### How to complete this task
Exactly the lines from the one containing "Where can the neck" through the end of the data below are to be reproduced, and nothing besides them.

### Information given

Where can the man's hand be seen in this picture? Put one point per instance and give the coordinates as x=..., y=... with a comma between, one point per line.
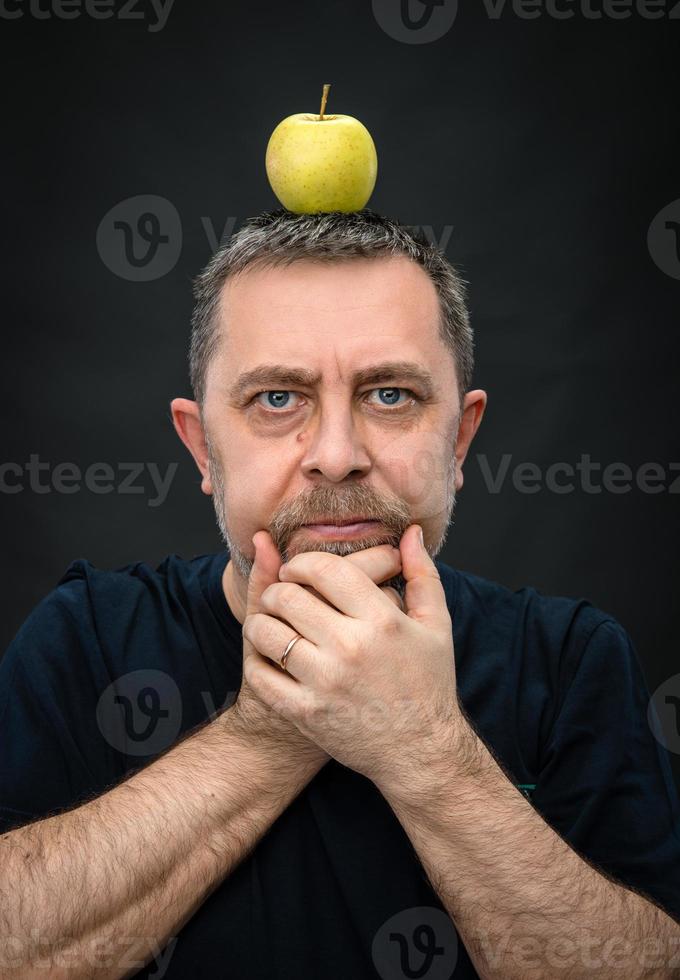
x=256, y=716
x=369, y=683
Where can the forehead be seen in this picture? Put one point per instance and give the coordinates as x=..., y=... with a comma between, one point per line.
x=350, y=304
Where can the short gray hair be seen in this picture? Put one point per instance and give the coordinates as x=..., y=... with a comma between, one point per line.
x=277, y=238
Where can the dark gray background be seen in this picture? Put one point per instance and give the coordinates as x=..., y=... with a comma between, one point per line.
x=542, y=149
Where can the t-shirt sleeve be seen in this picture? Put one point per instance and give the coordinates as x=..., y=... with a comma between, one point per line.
x=51, y=755
x=605, y=781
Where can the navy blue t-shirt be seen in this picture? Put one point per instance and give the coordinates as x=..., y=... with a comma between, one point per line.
x=112, y=667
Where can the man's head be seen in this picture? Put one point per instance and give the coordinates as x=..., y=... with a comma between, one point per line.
x=333, y=431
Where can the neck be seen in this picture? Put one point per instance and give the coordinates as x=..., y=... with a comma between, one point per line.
x=235, y=591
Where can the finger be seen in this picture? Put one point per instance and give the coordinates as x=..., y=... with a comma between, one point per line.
x=424, y=595
x=270, y=637
x=341, y=582
x=305, y=613
x=393, y=596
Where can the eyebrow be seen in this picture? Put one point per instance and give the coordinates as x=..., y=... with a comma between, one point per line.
x=280, y=374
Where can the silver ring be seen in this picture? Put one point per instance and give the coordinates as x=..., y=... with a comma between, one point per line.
x=284, y=657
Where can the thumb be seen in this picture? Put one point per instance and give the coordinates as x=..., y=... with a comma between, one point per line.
x=424, y=595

### Answer for the task
Where can the neck be seen in this picture? Put one point per instance and give the coordinates as x=..., y=... with a comma between, one point per line.
x=235, y=591
Where can the finger be seen in this picture? Put one point per instance and give the coordinates as x=..., y=... with a comma between, one point per line.
x=424, y=595
x=270, y=637
x=341, y=582
x=305, y=613
x=393, y=596
Where can the eyebrow be seen in this picture? Put one point per instance and give the coordinates as x=..., y=... with a comma between, one point per line.
x=280, y=374
Where can the silver ring be seen in this picture? Put one point per instance and give the coordinates as x=..., y=... with a comma between, one point per line.
x=284, y=657
Where can the thumb be seen in this picture? Put one point per instance and give the coordinates as x=..., y=... with a comma between, one point per line.
x=424, y=595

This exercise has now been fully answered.